DATA FOR PROCESSING
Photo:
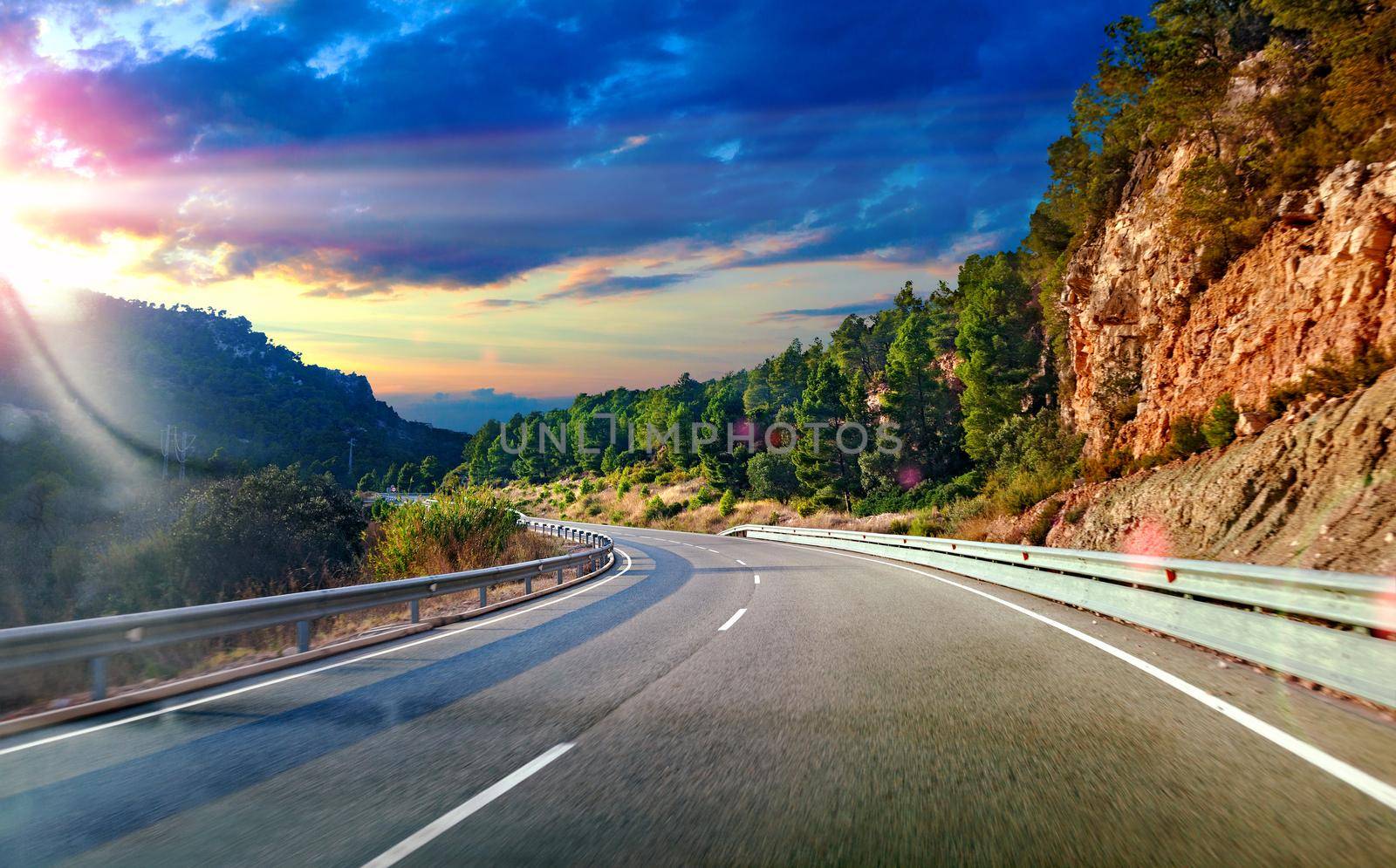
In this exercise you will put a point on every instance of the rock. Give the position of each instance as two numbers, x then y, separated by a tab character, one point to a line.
...
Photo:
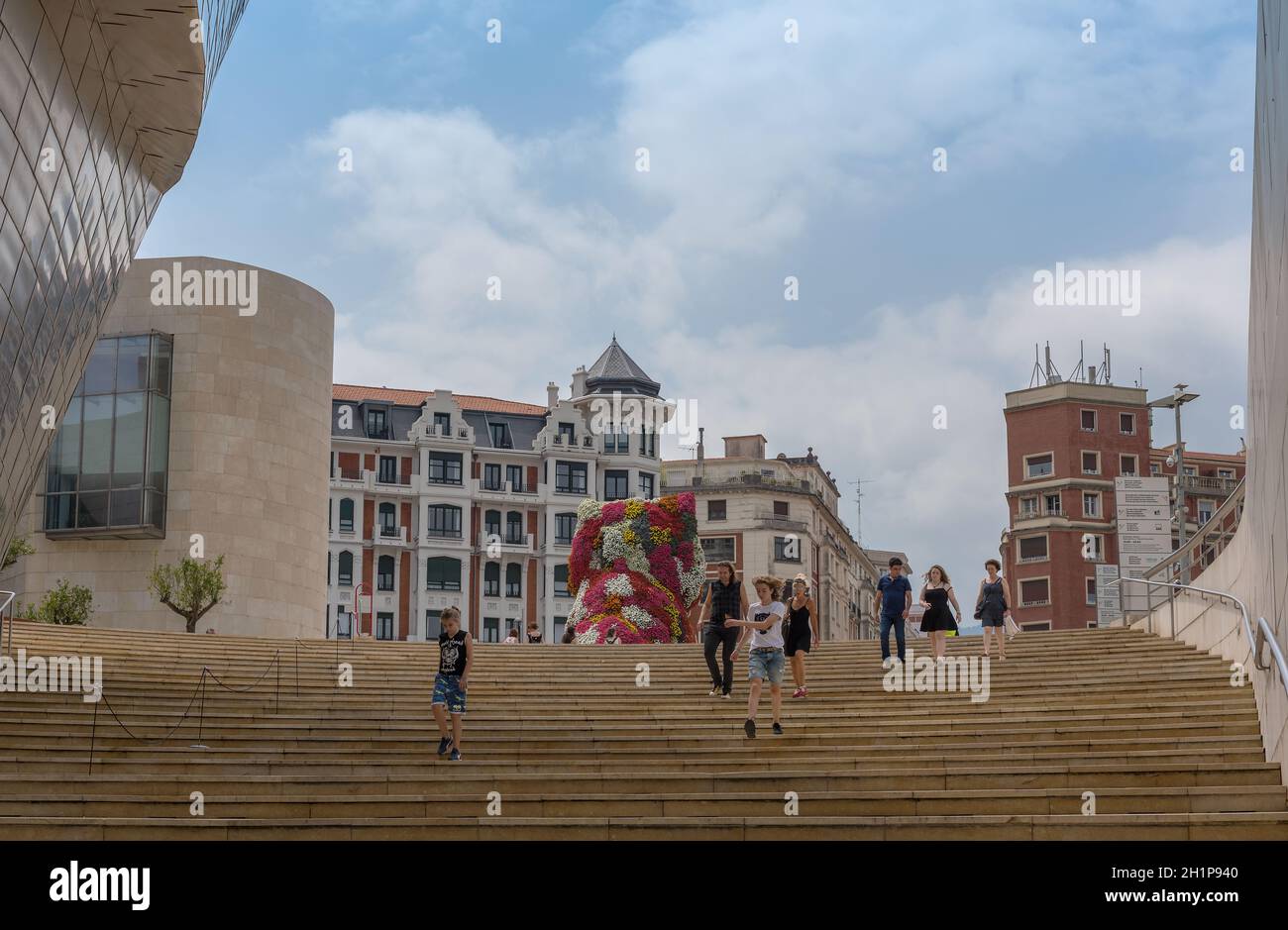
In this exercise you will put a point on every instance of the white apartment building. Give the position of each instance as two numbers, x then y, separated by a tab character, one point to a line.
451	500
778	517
...
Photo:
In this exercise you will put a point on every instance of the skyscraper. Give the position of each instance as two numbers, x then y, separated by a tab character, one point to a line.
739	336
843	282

WHAT IS BEING ASKED
Return each line of the rows above that contains the string "character", treating uppercase and lowercase as different.

FULL SOLUTION
In this exercise you will put a point on every instance of the rock. Give the position of each instance as two numbers, x then y, separated by a tab character, one point to a line.
In this exercise you will put a point on every instance of the white apartment building. Give the position of each instance as two numbers, x then y, separated by a tab character, one point to a line.
In this exercise you will put a point on every instance of the skyscraper. Give the position of each instance as two numbers, x then y, separated by a tab character, one point to a line.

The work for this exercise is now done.